## DATA IN THIS EXERCISE
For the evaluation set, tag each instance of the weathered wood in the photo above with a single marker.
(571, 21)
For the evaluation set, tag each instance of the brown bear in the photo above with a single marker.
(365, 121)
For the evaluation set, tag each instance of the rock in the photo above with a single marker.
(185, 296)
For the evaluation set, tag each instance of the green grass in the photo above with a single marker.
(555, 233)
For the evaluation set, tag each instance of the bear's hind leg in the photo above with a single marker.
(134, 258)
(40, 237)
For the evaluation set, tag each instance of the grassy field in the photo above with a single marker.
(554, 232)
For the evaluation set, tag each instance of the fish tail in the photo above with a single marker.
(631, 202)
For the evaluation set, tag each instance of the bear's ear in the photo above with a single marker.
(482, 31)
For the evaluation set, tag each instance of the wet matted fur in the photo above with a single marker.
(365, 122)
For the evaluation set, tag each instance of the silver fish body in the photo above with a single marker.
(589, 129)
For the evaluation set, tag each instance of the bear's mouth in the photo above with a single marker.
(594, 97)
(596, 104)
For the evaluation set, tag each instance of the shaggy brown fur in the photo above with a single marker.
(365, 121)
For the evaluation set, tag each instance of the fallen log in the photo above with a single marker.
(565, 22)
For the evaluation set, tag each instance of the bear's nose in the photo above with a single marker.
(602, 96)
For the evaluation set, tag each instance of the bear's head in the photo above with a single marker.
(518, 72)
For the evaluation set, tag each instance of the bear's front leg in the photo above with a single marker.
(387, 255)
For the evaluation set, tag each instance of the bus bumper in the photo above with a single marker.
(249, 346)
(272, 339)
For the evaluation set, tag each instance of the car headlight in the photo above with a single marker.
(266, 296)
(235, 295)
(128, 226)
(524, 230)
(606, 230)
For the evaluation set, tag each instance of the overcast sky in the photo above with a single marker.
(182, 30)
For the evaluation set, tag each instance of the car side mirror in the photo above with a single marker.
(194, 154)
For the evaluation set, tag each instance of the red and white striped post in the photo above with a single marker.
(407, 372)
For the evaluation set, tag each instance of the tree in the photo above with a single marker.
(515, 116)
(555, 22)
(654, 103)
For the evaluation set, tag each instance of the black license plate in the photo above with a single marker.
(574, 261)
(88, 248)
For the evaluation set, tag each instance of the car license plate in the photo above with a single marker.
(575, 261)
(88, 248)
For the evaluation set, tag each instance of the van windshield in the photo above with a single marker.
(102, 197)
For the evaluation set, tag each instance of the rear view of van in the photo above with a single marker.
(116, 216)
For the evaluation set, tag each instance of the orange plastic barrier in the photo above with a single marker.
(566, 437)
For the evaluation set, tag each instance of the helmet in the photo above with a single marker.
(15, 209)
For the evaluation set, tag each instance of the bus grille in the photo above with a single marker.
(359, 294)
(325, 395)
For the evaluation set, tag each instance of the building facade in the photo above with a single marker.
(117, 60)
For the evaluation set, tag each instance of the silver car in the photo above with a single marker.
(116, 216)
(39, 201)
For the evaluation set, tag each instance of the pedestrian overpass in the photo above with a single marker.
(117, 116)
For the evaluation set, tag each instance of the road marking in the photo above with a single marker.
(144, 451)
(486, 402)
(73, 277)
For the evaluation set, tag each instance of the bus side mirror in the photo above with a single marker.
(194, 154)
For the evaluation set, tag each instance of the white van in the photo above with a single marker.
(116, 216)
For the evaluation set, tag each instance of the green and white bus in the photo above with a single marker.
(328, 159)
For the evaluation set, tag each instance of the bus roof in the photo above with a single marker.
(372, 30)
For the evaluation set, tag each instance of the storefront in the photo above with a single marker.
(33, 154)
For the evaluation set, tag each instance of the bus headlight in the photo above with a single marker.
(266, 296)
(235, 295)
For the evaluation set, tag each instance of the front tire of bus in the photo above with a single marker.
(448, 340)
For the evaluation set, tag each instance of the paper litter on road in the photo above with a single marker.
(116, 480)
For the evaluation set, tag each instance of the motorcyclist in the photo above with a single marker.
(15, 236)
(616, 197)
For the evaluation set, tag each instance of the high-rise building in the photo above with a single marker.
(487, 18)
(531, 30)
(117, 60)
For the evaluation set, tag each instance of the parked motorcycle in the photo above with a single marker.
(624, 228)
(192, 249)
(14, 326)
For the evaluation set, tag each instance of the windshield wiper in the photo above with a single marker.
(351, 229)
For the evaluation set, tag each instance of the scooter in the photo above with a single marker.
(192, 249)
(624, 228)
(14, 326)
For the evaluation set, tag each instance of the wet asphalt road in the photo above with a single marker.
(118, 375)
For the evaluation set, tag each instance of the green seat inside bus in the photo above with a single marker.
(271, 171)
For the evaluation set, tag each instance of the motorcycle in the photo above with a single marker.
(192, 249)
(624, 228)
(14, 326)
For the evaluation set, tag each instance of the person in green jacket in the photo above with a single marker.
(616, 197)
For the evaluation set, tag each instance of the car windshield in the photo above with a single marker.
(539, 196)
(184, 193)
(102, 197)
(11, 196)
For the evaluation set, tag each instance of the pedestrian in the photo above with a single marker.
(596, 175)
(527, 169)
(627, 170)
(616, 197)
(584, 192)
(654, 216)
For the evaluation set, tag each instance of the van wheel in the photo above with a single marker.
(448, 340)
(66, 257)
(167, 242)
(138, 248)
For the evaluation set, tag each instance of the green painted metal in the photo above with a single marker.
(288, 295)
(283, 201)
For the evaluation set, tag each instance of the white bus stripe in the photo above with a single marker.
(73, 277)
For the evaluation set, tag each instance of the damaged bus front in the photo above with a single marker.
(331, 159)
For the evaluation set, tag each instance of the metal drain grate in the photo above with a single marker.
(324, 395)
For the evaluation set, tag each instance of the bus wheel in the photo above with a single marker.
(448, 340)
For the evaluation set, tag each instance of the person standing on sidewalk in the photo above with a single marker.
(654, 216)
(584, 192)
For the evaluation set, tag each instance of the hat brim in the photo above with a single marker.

---

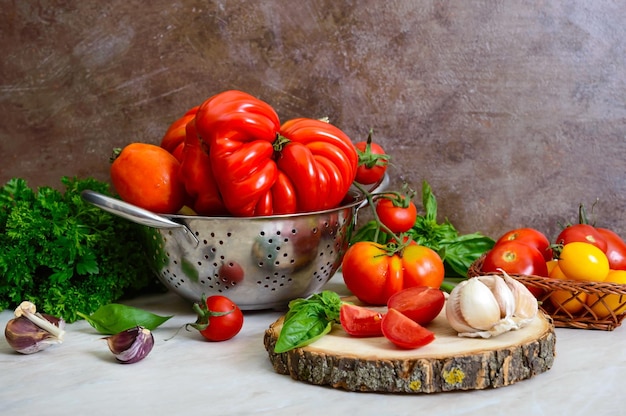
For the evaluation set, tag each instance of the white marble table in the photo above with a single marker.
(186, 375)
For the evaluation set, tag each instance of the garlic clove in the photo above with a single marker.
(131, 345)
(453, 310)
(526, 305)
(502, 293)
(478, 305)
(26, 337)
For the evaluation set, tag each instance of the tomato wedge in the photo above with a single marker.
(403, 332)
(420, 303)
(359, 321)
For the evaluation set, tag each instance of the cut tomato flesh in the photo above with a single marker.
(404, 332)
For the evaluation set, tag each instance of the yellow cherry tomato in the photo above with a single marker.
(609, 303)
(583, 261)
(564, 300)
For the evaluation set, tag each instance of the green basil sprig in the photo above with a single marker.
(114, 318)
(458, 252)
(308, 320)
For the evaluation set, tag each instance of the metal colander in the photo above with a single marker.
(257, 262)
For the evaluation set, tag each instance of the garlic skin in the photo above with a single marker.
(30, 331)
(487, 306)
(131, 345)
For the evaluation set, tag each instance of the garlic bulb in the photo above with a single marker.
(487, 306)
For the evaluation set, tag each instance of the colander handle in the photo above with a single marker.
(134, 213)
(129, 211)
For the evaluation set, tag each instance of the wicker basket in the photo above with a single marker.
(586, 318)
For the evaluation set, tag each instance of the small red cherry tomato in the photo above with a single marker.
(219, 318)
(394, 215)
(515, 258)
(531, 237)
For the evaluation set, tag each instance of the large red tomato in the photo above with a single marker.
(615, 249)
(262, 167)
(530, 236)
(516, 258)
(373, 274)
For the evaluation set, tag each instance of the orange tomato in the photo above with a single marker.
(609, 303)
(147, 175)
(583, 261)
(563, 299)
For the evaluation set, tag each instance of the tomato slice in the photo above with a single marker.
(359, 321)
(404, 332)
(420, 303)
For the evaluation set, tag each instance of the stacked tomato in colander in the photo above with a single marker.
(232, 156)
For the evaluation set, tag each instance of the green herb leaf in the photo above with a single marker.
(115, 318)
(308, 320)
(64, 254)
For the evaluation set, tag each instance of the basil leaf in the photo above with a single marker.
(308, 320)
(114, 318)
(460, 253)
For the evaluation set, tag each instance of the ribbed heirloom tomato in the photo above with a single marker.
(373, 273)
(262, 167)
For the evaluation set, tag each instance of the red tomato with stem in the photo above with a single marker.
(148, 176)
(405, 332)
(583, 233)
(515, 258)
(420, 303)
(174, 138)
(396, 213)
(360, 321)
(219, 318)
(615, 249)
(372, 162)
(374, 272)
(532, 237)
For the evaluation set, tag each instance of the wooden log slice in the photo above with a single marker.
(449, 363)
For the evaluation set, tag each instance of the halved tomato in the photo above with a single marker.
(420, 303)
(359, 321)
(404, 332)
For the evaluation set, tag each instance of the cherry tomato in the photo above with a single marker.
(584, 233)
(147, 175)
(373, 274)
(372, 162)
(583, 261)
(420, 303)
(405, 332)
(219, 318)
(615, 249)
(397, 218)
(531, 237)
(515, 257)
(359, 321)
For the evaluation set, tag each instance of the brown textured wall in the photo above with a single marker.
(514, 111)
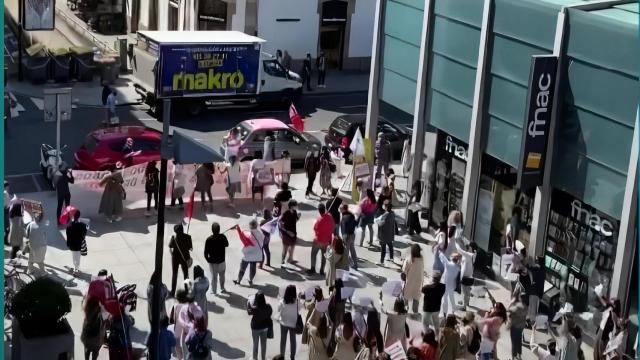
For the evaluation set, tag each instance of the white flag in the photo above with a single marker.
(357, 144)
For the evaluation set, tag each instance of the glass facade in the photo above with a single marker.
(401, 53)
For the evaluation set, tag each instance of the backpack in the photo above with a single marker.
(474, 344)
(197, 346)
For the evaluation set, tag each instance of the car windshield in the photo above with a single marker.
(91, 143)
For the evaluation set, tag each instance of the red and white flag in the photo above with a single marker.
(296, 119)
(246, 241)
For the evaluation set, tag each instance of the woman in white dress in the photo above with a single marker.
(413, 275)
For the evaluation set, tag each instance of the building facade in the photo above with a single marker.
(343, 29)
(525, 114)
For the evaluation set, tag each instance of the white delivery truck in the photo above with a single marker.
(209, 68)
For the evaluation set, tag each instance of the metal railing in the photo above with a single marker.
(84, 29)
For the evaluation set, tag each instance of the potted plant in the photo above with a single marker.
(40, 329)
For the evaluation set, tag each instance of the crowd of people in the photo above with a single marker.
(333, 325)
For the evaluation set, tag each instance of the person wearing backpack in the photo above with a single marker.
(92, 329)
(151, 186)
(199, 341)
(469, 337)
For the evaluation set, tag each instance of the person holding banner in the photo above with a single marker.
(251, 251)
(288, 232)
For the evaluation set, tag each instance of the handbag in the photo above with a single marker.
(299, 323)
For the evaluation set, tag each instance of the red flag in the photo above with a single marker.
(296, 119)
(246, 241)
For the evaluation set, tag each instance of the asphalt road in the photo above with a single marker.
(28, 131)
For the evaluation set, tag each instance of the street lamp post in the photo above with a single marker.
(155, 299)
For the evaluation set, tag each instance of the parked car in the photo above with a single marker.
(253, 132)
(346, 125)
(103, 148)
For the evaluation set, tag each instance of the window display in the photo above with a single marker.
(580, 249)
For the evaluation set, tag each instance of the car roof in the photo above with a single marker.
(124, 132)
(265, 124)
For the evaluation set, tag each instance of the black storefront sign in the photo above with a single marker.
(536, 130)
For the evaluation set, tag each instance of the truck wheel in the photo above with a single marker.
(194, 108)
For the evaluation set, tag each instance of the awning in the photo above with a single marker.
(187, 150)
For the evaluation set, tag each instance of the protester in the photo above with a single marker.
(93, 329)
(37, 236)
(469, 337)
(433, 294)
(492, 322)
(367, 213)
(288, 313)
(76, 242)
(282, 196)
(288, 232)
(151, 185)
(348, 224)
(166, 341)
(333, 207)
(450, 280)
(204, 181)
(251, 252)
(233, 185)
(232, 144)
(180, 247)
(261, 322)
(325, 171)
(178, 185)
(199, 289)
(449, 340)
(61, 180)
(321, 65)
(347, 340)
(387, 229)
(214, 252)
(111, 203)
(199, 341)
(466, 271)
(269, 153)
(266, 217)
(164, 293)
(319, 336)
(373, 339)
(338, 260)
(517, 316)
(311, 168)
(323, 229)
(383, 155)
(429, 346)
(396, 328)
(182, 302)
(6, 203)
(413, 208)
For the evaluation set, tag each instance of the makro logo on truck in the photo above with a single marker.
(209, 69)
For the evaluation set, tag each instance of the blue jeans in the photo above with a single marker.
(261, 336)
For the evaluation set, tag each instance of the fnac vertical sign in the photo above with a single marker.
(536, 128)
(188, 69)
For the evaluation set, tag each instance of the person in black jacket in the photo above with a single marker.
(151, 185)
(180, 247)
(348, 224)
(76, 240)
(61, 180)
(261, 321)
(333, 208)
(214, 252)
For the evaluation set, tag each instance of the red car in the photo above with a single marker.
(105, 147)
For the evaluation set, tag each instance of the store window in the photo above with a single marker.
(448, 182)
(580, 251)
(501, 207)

## WRITTEN EXERCISE
Pull out every line of the data above that contains the word "black", and pay attention to case.

## REPLY
For the evaluation set, tag each instance of the black license plate in the photo above with a single marker.
For the evaluation set, tag each instance of the black storefront sign in the photo above with a single marker.
For the evaluation set, tag each instance of the person in black jacket in the photo above with a single marker.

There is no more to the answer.